--- Start MATERIAL PROVIDED ---
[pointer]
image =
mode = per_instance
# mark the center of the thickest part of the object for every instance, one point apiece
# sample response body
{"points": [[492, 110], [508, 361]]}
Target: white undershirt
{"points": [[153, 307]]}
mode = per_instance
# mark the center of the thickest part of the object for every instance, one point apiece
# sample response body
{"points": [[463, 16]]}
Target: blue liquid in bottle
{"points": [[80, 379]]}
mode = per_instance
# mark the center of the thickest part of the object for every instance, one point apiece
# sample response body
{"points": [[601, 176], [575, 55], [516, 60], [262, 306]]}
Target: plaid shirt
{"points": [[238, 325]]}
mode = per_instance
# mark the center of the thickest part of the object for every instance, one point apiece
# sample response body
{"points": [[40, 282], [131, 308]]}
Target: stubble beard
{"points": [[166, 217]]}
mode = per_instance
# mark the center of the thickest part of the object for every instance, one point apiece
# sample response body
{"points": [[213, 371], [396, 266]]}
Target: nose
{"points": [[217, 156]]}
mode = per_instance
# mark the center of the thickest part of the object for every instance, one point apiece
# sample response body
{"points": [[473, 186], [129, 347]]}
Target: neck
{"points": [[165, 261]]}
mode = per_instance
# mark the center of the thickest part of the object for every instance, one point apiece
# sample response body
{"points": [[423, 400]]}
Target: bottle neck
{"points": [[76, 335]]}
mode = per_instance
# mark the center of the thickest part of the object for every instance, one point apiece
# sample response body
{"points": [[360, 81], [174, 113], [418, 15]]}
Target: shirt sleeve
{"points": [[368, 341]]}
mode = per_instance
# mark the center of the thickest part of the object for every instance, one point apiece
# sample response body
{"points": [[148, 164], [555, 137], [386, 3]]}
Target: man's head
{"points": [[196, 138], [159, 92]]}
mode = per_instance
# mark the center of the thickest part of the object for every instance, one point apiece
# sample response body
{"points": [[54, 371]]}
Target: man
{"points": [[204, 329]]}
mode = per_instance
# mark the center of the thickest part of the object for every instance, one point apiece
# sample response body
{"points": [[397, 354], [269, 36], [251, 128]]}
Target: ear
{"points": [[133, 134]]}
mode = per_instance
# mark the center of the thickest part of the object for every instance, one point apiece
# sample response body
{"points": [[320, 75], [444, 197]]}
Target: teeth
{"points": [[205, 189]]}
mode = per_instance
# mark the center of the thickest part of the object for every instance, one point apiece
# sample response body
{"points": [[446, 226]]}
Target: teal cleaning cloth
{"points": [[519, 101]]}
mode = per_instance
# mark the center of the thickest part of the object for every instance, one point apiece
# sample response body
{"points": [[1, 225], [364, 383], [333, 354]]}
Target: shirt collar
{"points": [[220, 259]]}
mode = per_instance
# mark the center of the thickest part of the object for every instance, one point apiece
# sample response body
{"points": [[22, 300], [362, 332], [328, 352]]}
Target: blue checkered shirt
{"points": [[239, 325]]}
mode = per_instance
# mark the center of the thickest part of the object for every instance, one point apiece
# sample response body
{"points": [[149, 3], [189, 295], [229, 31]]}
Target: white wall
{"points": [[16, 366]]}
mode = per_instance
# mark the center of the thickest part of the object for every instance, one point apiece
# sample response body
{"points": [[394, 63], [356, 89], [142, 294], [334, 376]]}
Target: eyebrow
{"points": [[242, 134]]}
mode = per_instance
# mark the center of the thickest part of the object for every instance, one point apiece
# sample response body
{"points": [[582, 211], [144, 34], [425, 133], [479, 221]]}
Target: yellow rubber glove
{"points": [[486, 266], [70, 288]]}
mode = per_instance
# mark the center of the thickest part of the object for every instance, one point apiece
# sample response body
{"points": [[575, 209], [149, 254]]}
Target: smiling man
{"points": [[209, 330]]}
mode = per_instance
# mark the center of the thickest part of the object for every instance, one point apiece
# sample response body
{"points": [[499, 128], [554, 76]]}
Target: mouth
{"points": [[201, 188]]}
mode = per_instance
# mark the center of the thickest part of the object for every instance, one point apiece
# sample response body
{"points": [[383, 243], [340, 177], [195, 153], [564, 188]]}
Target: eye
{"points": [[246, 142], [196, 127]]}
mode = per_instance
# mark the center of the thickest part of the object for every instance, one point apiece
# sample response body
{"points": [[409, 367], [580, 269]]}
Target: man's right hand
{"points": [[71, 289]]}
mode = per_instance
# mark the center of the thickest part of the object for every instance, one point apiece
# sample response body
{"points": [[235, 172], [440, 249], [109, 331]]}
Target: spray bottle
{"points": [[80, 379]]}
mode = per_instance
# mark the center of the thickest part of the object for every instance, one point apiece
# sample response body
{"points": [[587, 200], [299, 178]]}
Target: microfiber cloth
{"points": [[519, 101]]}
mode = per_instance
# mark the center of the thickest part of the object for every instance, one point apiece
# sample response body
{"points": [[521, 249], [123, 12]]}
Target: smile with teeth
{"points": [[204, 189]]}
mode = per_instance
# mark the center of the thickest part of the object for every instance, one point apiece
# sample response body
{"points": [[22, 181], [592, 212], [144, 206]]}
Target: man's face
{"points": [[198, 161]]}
--- End MATERIAL PROVIDED ---
> _TASK GOAL_
Reproduce each line of the material above precisely.

> _COMPLETED EXERCISE_
[pointer]
image =
mode = per_instance
# mark the center of the thickest part of the object for every instance, one point apiece
# sample response body
{"points": [[492, 110], [508, 361]]}
Target: white undershirt
{"points": [[153, 307]]}
mode = per_instance
# mark the center of the thickest part of the object for every instance, one point apiece
# sample response body
{"points": [[463, 16]]}
Target: blue liquid in bottle
{"points": [[80, 379]]}
mode = per_instance
# mark the center of the thickest part of the object for every instance, one point apiece
# sample response body
{"points": [[601, 176], [575, 55], [516, 60], [262, 306]]}
Target: plaid shirt
{"points": [[238, 325]]}
mode = per_instance
# mark the center of the thickest part of the object for every instance, one point apiece
# sample response body
{"points": [[40, 282], [131, 308]]}
Target: stubble beard
{"points": [[166, 217]]}
mode = per_instance
# mark the center of the thickest part of the object for every instance, one point apiece
# sample response body
{"points": [[213, 371], [396, 266]]}
Target: nose
{"points": [[217, 156]]}
mode = per_instance
# mark the center of the thickest part of the object for every instance, one point apiece
# sample response body
{"points": [[473, 186], [129, 347]]}
Target: neck
{"points": [[165, 261]]}
mode = per_instance
# mark the center of the thickest part of the object for every instance, one point apiece
# sample response body
{"points": [[423, 400]]}
Target: bottle neck
{"points": [[76, 335]]}
mode = per_instance
# mark the center of the thickest part of the object for every instance, one point apiece
# sample response body
{"points": [[360, 81], [174, 113], [418, 15]]}
Target: shirt sleeve
{"points": [[368, 341]]}
mode = per_instance
# mark the center of the thickest part of the object for every instance, one point apiece
# sample response body
{"points": [[148, 164], [555, 137], [386, 3]]}
Target: man's head
{"points": [[196, 138], [159, 92]]}
mode = per_instance
# mark the center of the thickest part of the object for every instance, one point apiece
# sample response body
{"points": [[54, 371]]}
Target: man
{"points": [[204, 329]]}
mode = per_instance
# mark the center of the thickest part of the object for every instance, one point apiece
# sample response body
{"points": [[397, 354], [269, 36], [251, 128]]}
Target: ear
{"points": [[133, 134]]}
mode = per_instance
# mark the center of the thickest part of the object for every instance, one point apiece
# sample response body
{"points": [[320, 75], [444, 197]]}
Target: teeth
{"points": [[205, 189]]}
mode = per_instance
# mark the center of the thickest part of the object for every instance, one point apiece
# sample response body
{"points": [[446, 226]]}
Target: teal cleaning cloth
{"points": [[519, 101]]}
mode = per_instance
# mark the center of the thickest part of the object for every instance, one point apiece
# sample response body
{"points": [[1, 225], [364, 383], [333, 354]]}
Target: shirt collar
{"points": [[220, 259]]}
mode = per_instance
# mark the center of the thickest part of the object for every instance, one point apiece
# sample response body
{"points": [[22, 300], [362, 332], [328, 352]]}
Target: blue checkered shirt
{"points": [[239, 325]]}
mode = per_instance
# mark the center of the thickest part of the object for every instance, one point apiece
# sample response body
{"points": [[149, 3], [189, 295], [229, 31]]}
Target: white wall
{"points": [[16, 366]]}
mode = per_instance
# mark the center of the thickest part of the object for every instance, one point apiece
# sample response body
{"points": [[394, 63], [356, 89], [142, 294], [334, 376]]}
Target: eyebrow
{"points": [[242, 134]]}
mode = per_instance
# mark the center of the thickest part of the object for every instance, one point apiece
# sample response body
{"points": [[582, 211], [144, 34], [425, 133], [479, 221]]}
Target: yellow rubber glove
{"points": [[486, 266], [70, 288]]}
mode = per_instance
# mark the center of the thickest part of the object for every instance, one point apiece
# sample response body
{"points": [[575, 209], [149, 254]]}
Target: smiling man
{"points": [[209, 330]]}
mode = per_instance
# mark the center of the thickest part of the object for every instance, one point apiece
# sample response body
{"points": [[499, 128], [554, 76]]}
Target: mouth
{"points": [[201, 188]]}
mode = per_instance
# mark the center of the thickest part of the object for every instance, one point apiece
# sample response body
{"points": [[383, 243], [340, 177], [195, 153], [564, 188]]}
Target: eye
{"points": [[246, 142], [196, 127]]}
mode = per_instance
# mark the center of the thickest part of the object for every instance, one point apiece
# sample response body
{"points": [[409, 367], [580, 269]]}
Target: man's right hand
{"points": [[71, 289]]}
mode = per_instance
# mark the center of the thickest part of the object for every instance, one point apiece
# sample response body
{"points": [[235, 172], [440, 249], [109, 331]]}
Target: spray bottle
{"points": [[80, 379]]}
mode = per_instance
# mark the center of the thickest part of the object for every instance, one point apiece
# sample response body
{"points": [[587, 200], [299, 178]]}
Target: microfiber cloth
{"points": [[519, 101]]}
mode = per_instance
# mark the center of the thickest part of the object for every instance, one point apiece
# sample response body
{"points": [[521, 249], [123, 12]]}
Target: smile with teeth
{"points": [[204, 189]]}
mode = per_instance
# mark the center of the thickest part of the object for every instance, one point apiece
# sample response body
{"points": [[22, 181], [592, 212], [144, 206]]}
Target: man's face
{"points": [[198, 161]]}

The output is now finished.